» Task to carry out
Rewrite the part of the records that opens with the line containing "Would you be able to indicate the utility" and runs through the end of the records, including both ends, with every x and y coordinate in the answers shifted up by 18. Give back only those lines, requests included, and leave everything else in them unchanged.
"""
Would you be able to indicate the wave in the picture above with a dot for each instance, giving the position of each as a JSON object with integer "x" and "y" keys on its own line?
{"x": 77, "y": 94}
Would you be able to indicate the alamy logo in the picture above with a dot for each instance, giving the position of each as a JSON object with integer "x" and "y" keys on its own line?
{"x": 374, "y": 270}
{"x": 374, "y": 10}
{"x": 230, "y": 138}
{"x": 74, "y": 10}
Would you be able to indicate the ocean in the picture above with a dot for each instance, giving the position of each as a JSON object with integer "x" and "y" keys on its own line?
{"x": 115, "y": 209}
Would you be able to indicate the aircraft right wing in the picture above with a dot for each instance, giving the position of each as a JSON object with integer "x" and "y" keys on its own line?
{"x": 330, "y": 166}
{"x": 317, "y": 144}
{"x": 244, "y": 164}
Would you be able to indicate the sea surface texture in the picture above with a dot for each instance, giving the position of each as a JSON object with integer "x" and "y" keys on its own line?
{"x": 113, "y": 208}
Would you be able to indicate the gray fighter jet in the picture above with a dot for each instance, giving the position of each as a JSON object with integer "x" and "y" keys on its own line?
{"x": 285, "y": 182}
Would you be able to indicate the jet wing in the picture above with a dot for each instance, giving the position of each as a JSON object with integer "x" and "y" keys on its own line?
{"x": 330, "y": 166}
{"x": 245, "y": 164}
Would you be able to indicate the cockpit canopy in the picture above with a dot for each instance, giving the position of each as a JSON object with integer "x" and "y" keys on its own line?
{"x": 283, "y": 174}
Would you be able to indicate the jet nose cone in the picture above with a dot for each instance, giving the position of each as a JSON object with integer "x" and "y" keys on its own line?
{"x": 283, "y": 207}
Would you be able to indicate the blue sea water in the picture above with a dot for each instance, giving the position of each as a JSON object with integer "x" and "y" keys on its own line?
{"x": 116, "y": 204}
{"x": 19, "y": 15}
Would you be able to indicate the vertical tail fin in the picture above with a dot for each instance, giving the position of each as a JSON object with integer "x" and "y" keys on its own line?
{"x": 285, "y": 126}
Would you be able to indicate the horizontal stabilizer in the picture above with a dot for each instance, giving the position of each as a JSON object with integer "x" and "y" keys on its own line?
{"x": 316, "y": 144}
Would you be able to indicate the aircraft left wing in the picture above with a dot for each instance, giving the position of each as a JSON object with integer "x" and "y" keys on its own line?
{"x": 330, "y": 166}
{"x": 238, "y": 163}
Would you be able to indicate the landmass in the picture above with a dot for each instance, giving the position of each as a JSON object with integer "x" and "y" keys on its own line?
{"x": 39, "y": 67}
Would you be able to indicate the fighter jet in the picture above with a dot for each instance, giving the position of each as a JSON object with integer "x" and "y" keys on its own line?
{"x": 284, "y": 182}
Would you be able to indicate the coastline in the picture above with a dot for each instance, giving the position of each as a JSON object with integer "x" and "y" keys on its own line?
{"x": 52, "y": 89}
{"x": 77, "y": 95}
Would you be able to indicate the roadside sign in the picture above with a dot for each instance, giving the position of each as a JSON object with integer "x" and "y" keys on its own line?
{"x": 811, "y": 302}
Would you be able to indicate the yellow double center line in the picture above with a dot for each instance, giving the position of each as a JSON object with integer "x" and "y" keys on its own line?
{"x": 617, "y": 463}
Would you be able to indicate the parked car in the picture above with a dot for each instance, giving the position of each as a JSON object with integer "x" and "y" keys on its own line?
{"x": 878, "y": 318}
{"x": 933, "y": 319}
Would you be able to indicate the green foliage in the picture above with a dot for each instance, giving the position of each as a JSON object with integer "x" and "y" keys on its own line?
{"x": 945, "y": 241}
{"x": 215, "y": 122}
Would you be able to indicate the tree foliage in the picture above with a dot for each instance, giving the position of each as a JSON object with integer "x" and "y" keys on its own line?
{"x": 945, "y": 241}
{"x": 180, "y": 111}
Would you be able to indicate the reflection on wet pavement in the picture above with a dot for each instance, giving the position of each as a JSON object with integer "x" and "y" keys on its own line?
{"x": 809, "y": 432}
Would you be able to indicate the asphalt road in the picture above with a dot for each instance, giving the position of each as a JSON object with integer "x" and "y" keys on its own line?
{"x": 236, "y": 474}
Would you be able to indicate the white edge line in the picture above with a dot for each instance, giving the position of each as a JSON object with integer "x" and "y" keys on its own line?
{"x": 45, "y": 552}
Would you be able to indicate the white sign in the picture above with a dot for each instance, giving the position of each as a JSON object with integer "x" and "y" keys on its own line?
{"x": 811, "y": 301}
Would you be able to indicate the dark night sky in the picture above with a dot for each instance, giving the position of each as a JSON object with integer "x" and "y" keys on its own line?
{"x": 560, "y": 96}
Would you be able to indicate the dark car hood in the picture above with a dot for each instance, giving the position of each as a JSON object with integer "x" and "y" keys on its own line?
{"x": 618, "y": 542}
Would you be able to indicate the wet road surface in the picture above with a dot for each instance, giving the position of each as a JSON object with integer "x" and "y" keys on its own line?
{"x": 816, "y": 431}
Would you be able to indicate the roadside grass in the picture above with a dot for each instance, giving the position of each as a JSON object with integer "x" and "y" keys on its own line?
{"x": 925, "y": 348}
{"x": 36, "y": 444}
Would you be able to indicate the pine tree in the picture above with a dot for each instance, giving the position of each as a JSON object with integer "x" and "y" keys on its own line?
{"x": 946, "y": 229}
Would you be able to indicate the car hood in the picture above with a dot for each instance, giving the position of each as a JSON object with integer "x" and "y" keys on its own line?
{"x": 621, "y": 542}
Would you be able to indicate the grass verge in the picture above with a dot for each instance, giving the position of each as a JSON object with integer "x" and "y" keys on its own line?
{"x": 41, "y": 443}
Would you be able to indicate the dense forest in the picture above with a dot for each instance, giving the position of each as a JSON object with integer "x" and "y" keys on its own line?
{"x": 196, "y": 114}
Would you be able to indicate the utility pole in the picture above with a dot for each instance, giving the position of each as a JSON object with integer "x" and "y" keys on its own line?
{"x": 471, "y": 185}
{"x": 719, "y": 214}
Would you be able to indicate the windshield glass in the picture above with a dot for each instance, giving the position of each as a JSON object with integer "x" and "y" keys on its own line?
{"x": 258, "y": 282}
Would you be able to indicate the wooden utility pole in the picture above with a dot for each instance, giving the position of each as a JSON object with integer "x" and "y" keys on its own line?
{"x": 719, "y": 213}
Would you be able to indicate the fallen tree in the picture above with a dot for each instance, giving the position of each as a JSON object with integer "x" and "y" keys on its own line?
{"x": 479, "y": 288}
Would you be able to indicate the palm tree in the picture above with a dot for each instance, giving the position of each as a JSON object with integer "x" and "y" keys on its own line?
"""
» Written solution
Would you be able to indicate the utility pole in the picture above with a dot for each instance, giving the position of each as a JSON object with integer "x" and "y" keys on its own line?
{"x": 489, "y": 203}
{"x": 737, "y": 232}
Would you be able to indicate the windshield glass in the picture above with a dot for each instance, giving the position of each as a JSON object with integer "x" and "y" keys on its own line?
{"x": 276, "y": 300}
Would you be able to indicate the wooden utility pole in the picture above with a dot for each instance, giving the position of each as a JSON object with integer "x" and "y" keys on its own line?
{"x": 737, "y": 231}
Would you be able to indicate the fallen tree in the picture above with a dot for each instance, giving the position of each as a JSON object with integer "x" and "y" keys on its own line?
{"x": 497, "y": 306}
Would you be able to indicate the palm tree in the picture above with a dot for each instance, giving the position of each as a JSON object with integer "x" and "y" keys on its own line?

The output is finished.